引文:

^^^^^^^^

Thursday, October 10, 2013

Letter Combinations of a Phone Number

Q:
Given a digit string, return all possible letter combinations that the number could represent.
A mapping of digit to letters (just like on the telephone buttons) is given below.

Input:Digit string "23"
Output: ["ad", "ae", "af", "bd", "be", "bf", "cd", "ce", "cf"].
Note:
Although the above answer is in lexicographical order, your answer could be in any order you want.
A:
 -----------------------3 rd ------递归调用-------  作者-对于digits=""的情况跟我们假设的不一样------------最新版本的改了。------

public class Solution {
    public List<String> letterCombinations(String digits) {
        // assume all chars in digits are in 2 to 9
        List<String> list = new LinkedList<String>();
        if(digits.length() == 0) {
            list.add("");
            return list;
        }
        HashMap<Character,String> map = new HashMap<Character,String>();
        map.put('2',"abc");
        map.put('3',"def");
        map.put('4',"ghi");
        map.put('5',"jkl");
        map.put('6',"mno");
        map.put('7',"pqrs");
        map.put('8',"tuv");
        map.put('9',"wxyz");
        return helper(map,digits);
    }
    public List<String> helper(HashMap<Character, String> map, String digits){
        List<String> list = new LinkedList<String>();
        String str = map.get(digits.charAt(0));
        if(digits.length() == 1){
            for(int i =0;i<str.length();i++)

^^^^^^^^

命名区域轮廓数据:
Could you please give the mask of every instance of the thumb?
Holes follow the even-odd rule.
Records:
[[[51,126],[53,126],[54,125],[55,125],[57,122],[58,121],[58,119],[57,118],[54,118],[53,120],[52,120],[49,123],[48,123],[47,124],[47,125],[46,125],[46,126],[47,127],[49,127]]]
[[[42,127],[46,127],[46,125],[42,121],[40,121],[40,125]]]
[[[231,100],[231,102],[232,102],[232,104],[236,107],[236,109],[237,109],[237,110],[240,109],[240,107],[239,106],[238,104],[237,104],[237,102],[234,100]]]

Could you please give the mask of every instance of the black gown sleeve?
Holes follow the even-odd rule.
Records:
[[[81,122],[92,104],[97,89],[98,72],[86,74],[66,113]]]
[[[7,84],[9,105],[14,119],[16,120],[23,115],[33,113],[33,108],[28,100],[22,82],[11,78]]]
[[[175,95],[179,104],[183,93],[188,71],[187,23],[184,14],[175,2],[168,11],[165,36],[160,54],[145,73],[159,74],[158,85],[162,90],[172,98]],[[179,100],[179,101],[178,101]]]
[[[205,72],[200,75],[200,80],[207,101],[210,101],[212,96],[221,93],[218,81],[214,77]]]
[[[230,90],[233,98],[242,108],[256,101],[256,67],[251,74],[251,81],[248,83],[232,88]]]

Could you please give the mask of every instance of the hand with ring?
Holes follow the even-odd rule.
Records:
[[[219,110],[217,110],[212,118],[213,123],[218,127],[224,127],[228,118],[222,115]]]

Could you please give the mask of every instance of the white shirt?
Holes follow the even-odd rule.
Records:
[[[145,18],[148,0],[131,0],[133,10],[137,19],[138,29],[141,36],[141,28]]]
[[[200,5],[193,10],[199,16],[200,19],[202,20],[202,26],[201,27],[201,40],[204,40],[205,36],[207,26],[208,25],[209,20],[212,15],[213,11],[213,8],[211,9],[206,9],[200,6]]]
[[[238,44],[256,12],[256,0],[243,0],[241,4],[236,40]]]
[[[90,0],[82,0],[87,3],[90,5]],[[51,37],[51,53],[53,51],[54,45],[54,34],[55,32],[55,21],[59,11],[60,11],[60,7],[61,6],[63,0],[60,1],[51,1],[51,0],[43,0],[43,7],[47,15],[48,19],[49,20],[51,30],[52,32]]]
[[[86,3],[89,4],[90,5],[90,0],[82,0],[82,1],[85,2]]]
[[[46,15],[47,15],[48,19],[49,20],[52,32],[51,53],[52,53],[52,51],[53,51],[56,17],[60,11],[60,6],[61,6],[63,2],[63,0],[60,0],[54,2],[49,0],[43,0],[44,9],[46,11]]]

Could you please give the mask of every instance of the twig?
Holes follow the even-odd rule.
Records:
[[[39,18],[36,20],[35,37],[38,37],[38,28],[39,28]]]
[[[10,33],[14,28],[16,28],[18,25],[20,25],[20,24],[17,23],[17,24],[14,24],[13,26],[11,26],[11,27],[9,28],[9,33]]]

^^^^^^^^

任务说明:
根据引文回答以下问题，答案同样按编号逐行写出。
1. 输入数字串"23"时，示例输出一共列出了多少个字母组合？
2. 按照引文中的说明，答案是否必须按字典序排列？
3. 代码里数字'7'被映射为哪些字母？
这些数据与引文内容毫无关联。

练习答复:
1. 九个。
2. 不必，答案可以是任意顺序。
3. pqrs。